Dear Experts,
I am using SASI in Unix. How to you clear the buffers and memories in current session so that I can "restart' a new session? Now I have to end the sas environment and re-invoke to start the sas session in order to have a "new" environment.
Thank you for your advices
Leo
No one knows?
Leo
Which buffers / memory output? log? Iofiles-caching? SAS-work? what tool? X11 terminal or Eguide usage? Eguide 5/1 or up with parallel code submission?
More questions as answers as your environment and issue is not very clear described.
You can't. Creating a new session is the only way. Not hard if you're using SAS EG or SAS Studio (just disconnect/reconnect the server).
If this is about testing programs and you want to be 100% sure that nothing interferes with your test then run the programs in batch (where they get their own environment).
What's the actual issue you try to resolve? It should be possible to clean-out certain areas like all work tables. Or do you try to handle "out of resource" situations SAS(R) 9.4 System Options: Reference, Third Edition ?
Hi Jaap and Patrick,
Yes. I tried to clear the old variables' names and values left behind from running a sas program before running a new sas program. I want to have a clean environment before running a new sas program. ie Clear away the global, local variables.
========================================================================
— SHORT TASK —
Copy the thread from "More questions as" up to and including "Third Edition ?", replacing "batch" with "background mode". You will not need the records.

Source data
========================================================================
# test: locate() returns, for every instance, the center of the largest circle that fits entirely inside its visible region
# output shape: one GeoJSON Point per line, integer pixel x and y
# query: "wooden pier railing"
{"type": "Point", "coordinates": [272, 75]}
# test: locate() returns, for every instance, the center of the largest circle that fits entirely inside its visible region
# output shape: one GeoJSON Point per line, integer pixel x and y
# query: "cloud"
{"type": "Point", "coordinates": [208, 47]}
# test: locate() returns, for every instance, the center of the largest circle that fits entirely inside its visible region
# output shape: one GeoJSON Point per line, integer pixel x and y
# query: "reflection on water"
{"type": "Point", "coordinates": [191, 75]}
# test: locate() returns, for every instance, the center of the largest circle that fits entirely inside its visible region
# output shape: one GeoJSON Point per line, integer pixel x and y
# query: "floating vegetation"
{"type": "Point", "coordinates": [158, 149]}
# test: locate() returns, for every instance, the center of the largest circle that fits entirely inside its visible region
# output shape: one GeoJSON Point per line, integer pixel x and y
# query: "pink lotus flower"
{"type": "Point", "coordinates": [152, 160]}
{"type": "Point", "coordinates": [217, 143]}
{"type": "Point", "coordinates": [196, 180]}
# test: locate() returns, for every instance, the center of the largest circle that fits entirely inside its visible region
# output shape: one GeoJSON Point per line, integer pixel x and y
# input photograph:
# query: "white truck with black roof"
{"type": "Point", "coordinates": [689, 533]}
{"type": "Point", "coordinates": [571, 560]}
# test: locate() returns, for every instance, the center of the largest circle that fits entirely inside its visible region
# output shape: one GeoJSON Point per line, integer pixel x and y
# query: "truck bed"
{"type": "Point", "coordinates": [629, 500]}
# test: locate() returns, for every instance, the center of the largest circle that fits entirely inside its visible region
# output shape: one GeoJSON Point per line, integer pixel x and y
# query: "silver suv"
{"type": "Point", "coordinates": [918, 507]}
========================================================================
— TASK RESULT —
More questions as answers as your environment and issue is not very clear described.
You can't. Creating a new session is the only way. Not hard if you're using SAS EG or SAS Studio (just disconnect/reconnect the server).
If this is about testing programs and you want to be 100% sure that nothing interferes with your test then run the programs in background mode (where they get their own environment).
What's the actual issue you try to resolve? It should be possible to clean-out certain areas like all work tables. Or do you try to handle "out of resource" situations SAS(R) 9.4 System Options: Reference, Third Edition ?